- Source extract -
^^^^^^^^^^^^^^^^
عنوان مقاله [English]
Common bean (Phaseolus vulgaris L.) is the world’s most important food legume. This staple is considered as a nearly perfect food mainly because of its high protein content and abundant fiber, complex carbohydrates, and other daily food needs such as vitamins (folate) and minerals (Cu, Ca, Fe, Mg, Mn, Zn). Annual production, including both dry and snap bean, exceeds 21 million metric tons (MT), which represents more than half of the world’s total food legume production. A majority of the bean production occurs under low input agriculture on small-scale farms in developing countries. Beans produced by these resource-poor farmers are more vulnerable to attack by disease and insect pests and to abiotic stresses including drought and low soil fertility. Development of cultivars with improved resistance to biotic and abiotic stresses is a primary goal of bean breeding programs throughout the world. As much as 60% of common bean (Phaseolus vulgaris L.) production in the developing world occurs under conditions of significant drought stress. Selecting drought tolerant genotypes, could be a viable option to cope with the limited available water for irrigation and increasing the productivity in such climates. Terminal drought is one of the main water limiting conditions that constrain common bean production because plants rely on the stored soil water during flowering and pod-filling periods, when usually water deficit intensifies.
Materials and Methods
To evaluate of the effects of late season water stress on phenological traits, grain yield, yield components, determination of phenotypic variation and evaluation of relationship between grain yield with other traits in 33 bean genotypes an experimental design was carried out using a randomized complete block design with three replications under two conditions (stress and non-stress) in 2012 in the experimental field of college of Agriculture and natural resources of Tehran University in Karaj Campus.
Results and Discussion
Results showed that among genotypes in study traits there were significant differences which reveal genetic variation among the genotypes. The highest and lowest grain yield in non-stress condition was in 28 and 12 number genotypes, respectively. The highest and lowest grain yield in stress condition was in 14 and 25 numbers of genotypes, respectively. The analysis of tolerance index correlation showed that indices of tolerance stress (STI), mean productivity (MP) and geometric mean productivity are the best indices for identifying genotypes with high yield in both conditions. According to the results of phenotypic correlations, stepwise regression, path analysis in both normal and stress conditions, it can be concluded that, the traits of biological yield, seed and pod weight, number of filled pods, number of seeds per plant, 100 seed weight and number of seed per pod were the most important and effective traits on yield. According to principal component analysis using seven agronomic traits in both conditions, two main components were selected that in total under non stress condition 72 percent and under water stress condition 76 percent of the total variation was explained and in both conditions, the first and second factors were introduced as yield and yield component factors.
^^^^^^^^^^^^^^^^
- Dataset extract -
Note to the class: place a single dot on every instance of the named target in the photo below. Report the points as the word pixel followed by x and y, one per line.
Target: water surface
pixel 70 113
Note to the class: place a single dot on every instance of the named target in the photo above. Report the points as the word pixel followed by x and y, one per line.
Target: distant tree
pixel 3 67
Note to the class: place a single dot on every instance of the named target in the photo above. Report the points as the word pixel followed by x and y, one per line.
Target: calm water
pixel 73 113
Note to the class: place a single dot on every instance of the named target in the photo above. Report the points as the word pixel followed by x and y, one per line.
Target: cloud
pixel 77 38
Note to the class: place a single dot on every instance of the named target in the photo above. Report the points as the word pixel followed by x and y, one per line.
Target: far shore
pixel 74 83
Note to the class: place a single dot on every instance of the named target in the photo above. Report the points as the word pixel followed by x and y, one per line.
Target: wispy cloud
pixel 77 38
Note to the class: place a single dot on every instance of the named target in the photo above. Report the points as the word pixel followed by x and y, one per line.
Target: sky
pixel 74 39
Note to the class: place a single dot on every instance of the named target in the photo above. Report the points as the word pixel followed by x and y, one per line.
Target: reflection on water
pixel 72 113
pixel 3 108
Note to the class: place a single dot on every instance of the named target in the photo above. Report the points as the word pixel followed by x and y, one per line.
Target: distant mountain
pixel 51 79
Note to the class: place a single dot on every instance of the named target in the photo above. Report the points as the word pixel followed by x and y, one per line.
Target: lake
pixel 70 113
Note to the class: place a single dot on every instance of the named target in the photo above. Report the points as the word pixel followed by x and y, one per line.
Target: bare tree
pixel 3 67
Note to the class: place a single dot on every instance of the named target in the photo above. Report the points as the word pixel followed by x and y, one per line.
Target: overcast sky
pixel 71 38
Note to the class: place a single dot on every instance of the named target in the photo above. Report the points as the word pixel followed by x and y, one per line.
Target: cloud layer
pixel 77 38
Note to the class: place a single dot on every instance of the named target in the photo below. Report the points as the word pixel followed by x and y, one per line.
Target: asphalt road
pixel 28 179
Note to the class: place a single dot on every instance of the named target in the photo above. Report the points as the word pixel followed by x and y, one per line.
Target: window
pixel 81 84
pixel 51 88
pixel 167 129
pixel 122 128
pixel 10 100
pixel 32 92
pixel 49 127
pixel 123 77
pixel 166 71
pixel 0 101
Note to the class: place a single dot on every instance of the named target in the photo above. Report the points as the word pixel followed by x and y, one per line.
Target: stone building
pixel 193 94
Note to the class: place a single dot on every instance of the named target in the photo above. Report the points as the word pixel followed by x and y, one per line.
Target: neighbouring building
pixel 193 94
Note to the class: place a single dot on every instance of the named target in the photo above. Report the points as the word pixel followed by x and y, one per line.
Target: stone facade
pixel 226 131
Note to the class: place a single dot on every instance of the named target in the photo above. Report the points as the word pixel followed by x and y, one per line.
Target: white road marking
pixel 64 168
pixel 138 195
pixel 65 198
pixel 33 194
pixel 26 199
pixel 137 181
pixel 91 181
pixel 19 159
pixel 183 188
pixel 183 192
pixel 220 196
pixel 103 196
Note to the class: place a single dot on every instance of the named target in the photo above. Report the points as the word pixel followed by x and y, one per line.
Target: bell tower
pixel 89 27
^^^^^^^^^^^^^^^^
- Directions -
a – Reproduce the part of the common bean text that opens with the words containing "Materials and Methods" and closes with "in Karaj Campus.".
b – Which minerals does the common bean text list among the daily food needs that beans supply?
c – Write what comes next in the common bean text, starting right after its final sentence.

- Answers below -
a –
Materials and Methods
To evaluate of the effects of late season water stress on phenological traits, grain yield, yield components, determination of phenotypic variation and evaluation of relationship between grain yield with other traits in 33 bean genotypes an experimental design was carried out using a randomized complete block design with three replications under two conditions (stress and non-stress) in 2012 in the experimental field of college of Agriculture and natural resources of Tehran University in Karaj Campus.

b – Cu, Ca, Fe, Mg, Mn, Zn

c –
In crops such as common bean, where seeds are the product of interest, the main criteria for selection of agronomical resistance to drought is focused on traits that lead to a higher grain production.
Followed by selection based on yield under stress, was suggested as the most effective strategy to improve drought resistance in common bean. It is suggested that selection under stress reveals that some of genotypes have resistant inherited genes, and are key to yield improvement of common bean.
Cultivars with improved stress resistance can reduce reliance on pesticides in high input systems, avert risk of yield loss from pests in low- and high-input systems, and enable more stable bean production across diverse and adverse environments (low precipitation, high humidity, etc.) and poor soil conditions (low fertility, hillsides, etc.).
This study reinforces the importance of characterizing drought resistant genotypes selected for particular drought types, to build a better picture of those mechanisms involved in drought resistance during specific plant developmental stages and to particular environments, knowledge that will contribute to define selection criteria for drought resistance in common bean that, after proper validation, could be used in improvement programs.